_Work request_
Aside from the pictures, the entries should be given again exactly.

_Provided entries_
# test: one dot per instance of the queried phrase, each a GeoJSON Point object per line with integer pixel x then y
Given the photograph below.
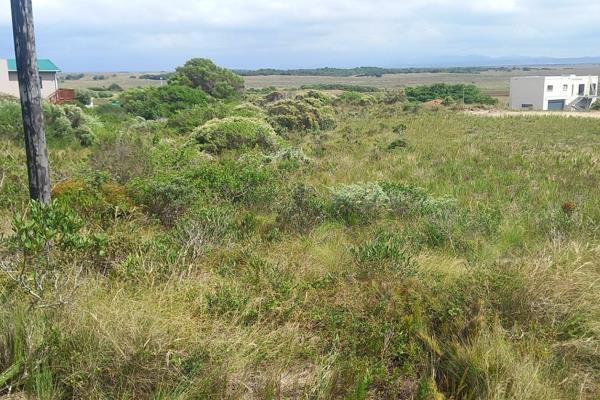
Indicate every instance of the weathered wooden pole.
{"type": "Point", "coordinates": [31, 100]}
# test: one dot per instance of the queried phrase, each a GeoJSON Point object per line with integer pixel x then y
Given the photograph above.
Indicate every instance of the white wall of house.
{"type": "Point", "coordinates": [537, 92]}
{"type": "Point", "coordinates": [9, 82]}
{"type": "Point", "coordinates": [527, 92]}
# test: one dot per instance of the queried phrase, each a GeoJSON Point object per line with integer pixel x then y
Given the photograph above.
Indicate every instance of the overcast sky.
{"type": "Point", "coordinates": [110, 35]}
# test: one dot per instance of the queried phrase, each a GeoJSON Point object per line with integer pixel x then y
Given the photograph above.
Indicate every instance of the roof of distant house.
{"type": "Point", "coordinates": [44, 65]}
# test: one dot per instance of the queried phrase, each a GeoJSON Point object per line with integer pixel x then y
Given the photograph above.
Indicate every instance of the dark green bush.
{"type": "Point", "coordinates": [233, 133]}
{"type": "Point", "coordinates": [356, 99]}
{"type": "Point", "coordinates": [306, 113]}
{"type": "Point", "coordinates": [163, 101]}
{"type": "Point", "coordinates": [302, 211]}
{"type": "Point", "coordinates": [11, 120]}
{"type": "Point", "coordinates": [201, 73]}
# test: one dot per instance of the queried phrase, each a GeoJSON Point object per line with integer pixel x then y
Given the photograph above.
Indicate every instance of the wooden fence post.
{"type": "Point", "coordinates": [31, 101]}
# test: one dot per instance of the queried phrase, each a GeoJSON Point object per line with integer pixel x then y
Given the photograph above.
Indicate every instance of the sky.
{"type": "Point", "coordinates": [155, 35]}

_Task result_
# test: one dot per instance of the queried phrase, each a GeoJSON Point object per line with integer pixel x then y
Given the photograph below.
Indicate every instance of the weathered wooden pole.
{"type": "Point", "coordinates": [31, 100]}
# test: one dot per instance of the queried phrase, each a GeoJSON Point object per line with integer pixel x then y
Given the photograph above.
Indicate every instance of the white wall of house.
{"type": "Point", "coordinates": [537, 92]}
{"type": "Point", "coordinates": [9, 82]}
{"type": "Point", "coordinates": [527, 92]}
# test: one dot per instance of the queried phrase, each a GeoJSON Point object per line with integer pixel x then y
Given the photograph above.
Indicate every instance of the overcast sky.
{"type": "Point", "coordinates": [110, 35]}
# test: one dot per instance of the queried phrase, each a GeoJSON Point object per line with integer pixel x then y
Given the photograph above.
Indicate every instance of the roof of distant house.
{"type": "Point", "coordinates": [44, 65]}
# test: one dot per instance of the queried phrase, each a GeoJSON Point object per line with integer pixel x then y
Given the photograph above.
Indicate every instance of the dark green bush.
{"type": "Point", "coordinates": [233, 133]}
{"type": "Point", "coordinates": [356, 99]}
{"type": "Point", "coordinates": [306, 113]}
{"type": "Point", "coordinates": [163, 101]}
{"type": "Point", "coordinates": [302, 211]}
{"type": "Point", "coordinates": [11, 120]}
{"type": "Point", "coordinates": [201, 73]}
# test: one dot per instance of the queried phrase, each a GeoJSON Point object per line with integer pixel x then y
Given the photograph above.
Indicate every instance of the wooden fence post.
{"type": "Point", "coordinates": [31, 101]}
# test: one dot per instance of the queried phrase, each a GeoJSON Point object per line with integer pixel x then y
Given the photograph above.
Indicate every instance of the sky.
{"type": "Point", "coordinates": [155, 35]}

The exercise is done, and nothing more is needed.